■ Problem
In the entries below, locate the line with "Definition of the keypoint: for every instance of the teal", then give again that line and all lines after it, exactly, with pictures omitted.

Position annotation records

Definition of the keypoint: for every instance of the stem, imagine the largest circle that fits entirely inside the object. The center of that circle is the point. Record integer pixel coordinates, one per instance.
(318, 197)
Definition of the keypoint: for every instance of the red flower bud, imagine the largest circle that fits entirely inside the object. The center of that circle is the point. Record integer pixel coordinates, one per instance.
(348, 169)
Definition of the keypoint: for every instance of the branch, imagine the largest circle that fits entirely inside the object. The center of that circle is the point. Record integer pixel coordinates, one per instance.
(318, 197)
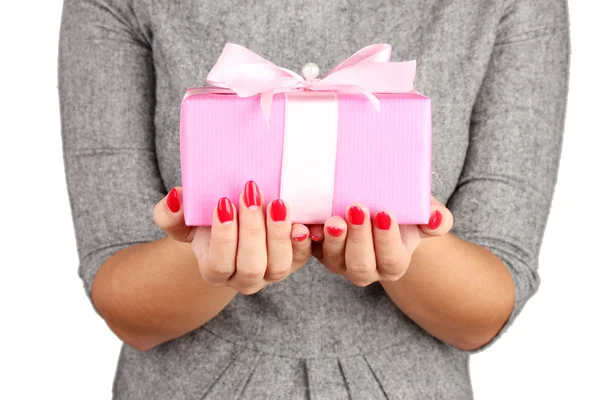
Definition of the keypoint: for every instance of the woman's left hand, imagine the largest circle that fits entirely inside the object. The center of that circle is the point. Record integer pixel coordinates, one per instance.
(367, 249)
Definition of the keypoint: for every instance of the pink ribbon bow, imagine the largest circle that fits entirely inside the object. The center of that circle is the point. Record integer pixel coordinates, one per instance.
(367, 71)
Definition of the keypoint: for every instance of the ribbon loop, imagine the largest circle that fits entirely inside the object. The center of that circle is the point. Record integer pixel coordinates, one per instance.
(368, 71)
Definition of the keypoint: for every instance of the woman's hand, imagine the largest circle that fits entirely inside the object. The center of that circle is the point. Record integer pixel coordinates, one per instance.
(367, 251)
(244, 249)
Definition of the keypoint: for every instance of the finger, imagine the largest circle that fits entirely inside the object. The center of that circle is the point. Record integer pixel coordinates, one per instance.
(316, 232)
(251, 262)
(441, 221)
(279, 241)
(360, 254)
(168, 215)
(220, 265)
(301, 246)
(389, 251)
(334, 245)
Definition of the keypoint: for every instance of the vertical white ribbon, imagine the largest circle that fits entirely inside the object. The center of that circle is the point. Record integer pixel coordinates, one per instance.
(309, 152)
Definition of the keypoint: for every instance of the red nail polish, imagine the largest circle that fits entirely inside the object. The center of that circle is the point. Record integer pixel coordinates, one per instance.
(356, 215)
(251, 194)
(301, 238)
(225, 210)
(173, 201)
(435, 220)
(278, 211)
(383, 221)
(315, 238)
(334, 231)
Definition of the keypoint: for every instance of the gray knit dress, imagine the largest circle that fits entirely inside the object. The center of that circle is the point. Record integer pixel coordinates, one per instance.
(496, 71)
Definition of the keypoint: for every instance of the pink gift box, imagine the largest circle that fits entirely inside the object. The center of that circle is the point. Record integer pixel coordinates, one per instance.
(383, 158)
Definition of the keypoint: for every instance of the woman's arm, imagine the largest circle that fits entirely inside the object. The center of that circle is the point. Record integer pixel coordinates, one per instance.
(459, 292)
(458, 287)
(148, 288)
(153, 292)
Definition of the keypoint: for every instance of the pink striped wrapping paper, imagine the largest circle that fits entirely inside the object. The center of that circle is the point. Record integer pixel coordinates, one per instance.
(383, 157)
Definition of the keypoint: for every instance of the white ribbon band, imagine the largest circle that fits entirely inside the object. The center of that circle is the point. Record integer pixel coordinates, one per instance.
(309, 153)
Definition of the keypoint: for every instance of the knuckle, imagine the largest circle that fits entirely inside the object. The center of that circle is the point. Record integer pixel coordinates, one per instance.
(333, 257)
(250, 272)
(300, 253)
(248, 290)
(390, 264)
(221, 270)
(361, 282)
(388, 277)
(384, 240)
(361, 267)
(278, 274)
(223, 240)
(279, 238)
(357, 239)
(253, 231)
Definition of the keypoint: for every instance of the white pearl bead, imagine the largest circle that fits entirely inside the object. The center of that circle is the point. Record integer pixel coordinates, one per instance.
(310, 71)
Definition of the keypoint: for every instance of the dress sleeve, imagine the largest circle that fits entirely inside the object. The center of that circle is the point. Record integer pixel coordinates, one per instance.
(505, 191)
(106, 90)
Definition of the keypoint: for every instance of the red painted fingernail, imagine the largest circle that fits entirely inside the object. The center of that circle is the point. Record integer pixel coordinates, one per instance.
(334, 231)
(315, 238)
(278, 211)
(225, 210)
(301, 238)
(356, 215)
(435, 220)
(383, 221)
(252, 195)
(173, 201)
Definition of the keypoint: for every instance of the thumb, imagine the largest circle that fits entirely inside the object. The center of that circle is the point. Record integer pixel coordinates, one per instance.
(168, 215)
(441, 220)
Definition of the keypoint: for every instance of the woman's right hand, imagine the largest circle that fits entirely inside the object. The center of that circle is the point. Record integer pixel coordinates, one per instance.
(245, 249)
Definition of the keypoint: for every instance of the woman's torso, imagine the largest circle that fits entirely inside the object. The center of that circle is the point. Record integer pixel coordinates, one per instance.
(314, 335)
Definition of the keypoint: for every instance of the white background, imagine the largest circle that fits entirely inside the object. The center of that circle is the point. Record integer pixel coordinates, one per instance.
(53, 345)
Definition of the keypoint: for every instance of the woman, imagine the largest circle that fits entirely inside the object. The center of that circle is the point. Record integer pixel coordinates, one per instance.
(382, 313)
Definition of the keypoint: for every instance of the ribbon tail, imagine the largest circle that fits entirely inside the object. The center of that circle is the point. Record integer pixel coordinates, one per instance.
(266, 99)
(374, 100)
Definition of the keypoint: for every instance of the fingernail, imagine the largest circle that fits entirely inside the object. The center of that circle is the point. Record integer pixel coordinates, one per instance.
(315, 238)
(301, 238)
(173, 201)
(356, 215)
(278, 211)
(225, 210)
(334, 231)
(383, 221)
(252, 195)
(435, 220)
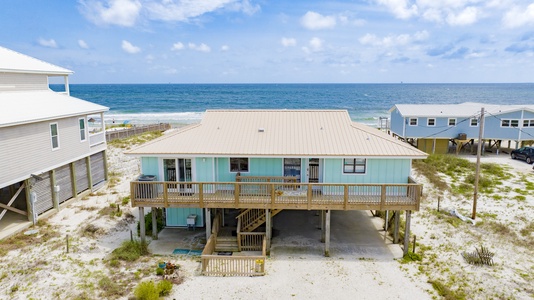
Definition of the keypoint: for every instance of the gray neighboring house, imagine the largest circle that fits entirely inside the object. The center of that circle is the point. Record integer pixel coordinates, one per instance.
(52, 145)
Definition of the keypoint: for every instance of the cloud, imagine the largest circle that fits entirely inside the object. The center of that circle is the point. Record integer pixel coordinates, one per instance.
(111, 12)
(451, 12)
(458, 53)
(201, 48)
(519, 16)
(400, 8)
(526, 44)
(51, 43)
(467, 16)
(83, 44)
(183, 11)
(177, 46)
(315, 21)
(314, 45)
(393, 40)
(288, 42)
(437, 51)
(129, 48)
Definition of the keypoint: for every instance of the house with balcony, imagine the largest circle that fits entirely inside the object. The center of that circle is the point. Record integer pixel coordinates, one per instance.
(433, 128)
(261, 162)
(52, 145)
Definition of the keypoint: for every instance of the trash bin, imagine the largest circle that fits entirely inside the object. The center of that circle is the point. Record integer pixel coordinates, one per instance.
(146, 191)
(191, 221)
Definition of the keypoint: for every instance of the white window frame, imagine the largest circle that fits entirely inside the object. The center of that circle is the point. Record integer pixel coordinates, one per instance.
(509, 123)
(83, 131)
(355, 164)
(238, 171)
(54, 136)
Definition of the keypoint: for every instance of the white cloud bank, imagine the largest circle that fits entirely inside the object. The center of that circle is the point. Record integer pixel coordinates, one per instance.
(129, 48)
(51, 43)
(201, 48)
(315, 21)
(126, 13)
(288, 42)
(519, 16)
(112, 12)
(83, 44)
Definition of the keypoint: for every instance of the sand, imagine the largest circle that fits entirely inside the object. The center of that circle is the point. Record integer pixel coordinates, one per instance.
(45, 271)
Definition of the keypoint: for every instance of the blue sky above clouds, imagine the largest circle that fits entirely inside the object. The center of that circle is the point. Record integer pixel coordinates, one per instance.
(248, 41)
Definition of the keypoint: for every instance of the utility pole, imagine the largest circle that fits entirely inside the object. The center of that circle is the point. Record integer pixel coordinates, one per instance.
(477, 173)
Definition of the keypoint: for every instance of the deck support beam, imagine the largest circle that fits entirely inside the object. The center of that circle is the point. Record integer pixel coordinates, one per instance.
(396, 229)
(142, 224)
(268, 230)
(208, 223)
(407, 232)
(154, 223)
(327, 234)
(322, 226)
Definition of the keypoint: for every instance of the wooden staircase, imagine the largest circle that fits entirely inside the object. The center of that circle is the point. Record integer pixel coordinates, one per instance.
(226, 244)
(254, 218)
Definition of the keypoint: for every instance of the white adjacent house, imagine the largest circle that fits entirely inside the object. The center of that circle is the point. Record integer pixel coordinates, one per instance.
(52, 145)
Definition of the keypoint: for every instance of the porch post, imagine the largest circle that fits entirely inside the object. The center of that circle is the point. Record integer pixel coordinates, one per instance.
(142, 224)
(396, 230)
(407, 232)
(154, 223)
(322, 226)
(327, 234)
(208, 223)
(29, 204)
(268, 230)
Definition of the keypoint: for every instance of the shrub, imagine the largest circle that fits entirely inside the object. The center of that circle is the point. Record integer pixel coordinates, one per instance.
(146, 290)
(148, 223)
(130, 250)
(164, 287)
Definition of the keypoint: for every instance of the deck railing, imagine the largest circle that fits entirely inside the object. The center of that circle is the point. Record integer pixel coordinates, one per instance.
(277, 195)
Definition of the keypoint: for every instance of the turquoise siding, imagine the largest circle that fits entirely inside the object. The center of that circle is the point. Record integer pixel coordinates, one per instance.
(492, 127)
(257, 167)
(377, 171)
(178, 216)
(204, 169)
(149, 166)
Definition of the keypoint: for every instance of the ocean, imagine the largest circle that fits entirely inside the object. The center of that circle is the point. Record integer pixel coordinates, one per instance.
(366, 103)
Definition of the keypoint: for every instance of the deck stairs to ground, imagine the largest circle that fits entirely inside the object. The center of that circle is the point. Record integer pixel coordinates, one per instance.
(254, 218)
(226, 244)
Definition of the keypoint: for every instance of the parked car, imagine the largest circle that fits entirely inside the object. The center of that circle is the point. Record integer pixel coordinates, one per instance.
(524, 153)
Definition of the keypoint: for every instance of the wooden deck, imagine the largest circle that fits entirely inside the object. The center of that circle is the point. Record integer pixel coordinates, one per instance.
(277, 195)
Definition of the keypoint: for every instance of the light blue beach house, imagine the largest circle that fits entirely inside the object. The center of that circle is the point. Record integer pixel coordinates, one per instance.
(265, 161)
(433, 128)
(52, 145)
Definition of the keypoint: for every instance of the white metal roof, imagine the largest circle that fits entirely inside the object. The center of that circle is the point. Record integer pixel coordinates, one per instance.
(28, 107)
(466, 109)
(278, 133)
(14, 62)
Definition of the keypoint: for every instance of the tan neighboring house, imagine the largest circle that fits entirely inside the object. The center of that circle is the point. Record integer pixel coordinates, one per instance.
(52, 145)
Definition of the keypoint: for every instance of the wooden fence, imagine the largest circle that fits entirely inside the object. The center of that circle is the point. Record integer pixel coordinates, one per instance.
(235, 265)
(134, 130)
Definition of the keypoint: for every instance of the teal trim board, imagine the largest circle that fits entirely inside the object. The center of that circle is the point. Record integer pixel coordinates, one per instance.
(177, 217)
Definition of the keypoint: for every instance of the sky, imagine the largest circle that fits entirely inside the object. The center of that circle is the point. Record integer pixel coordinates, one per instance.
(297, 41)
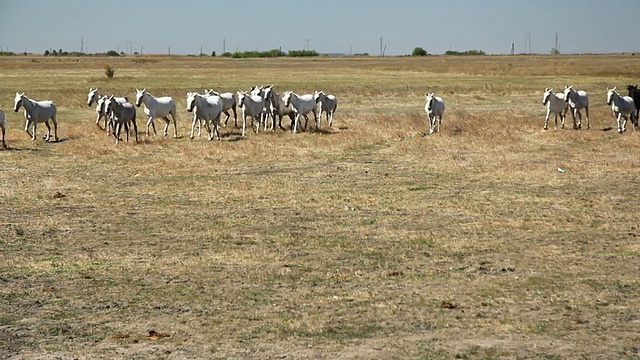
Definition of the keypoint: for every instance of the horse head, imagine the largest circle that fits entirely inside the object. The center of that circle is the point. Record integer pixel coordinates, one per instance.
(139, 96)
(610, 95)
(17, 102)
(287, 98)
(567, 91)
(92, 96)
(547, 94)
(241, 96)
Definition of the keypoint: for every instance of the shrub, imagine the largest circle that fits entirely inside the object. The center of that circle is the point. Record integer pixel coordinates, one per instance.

■ Exercise solution
Definition of the keypoint: for every instance of the teal trim board, imagine the largest circle that fits entirely inside the object. The center of that circle is the point. Record integer pixel coordinates, one per instance.
(177, 217)
Definition of the keypoint: for every instance of the sky, imagine the largest circle that fits entirely inside the object. The center of that circle is the point. Record integer pixel coordinates, one per instance.
(297, 41)
Definition of the keypoint: for every instance of the horse head, imagine the largest circle that fits entirely inside the object. The center of that circle is the point. Record integer pixel coordinates, one per instance.
(139, 96)
(610, 95)
(17, 102)
(287, 98)
(567, 91)
(92, 96)
(547, 94)
(241, 96)
Definition of the keypoint: for every instance of the shrub, imagine the largest circle that fits entirely inside the object. The center of that circle is the point. Record integer pixel coordinates, one per instance.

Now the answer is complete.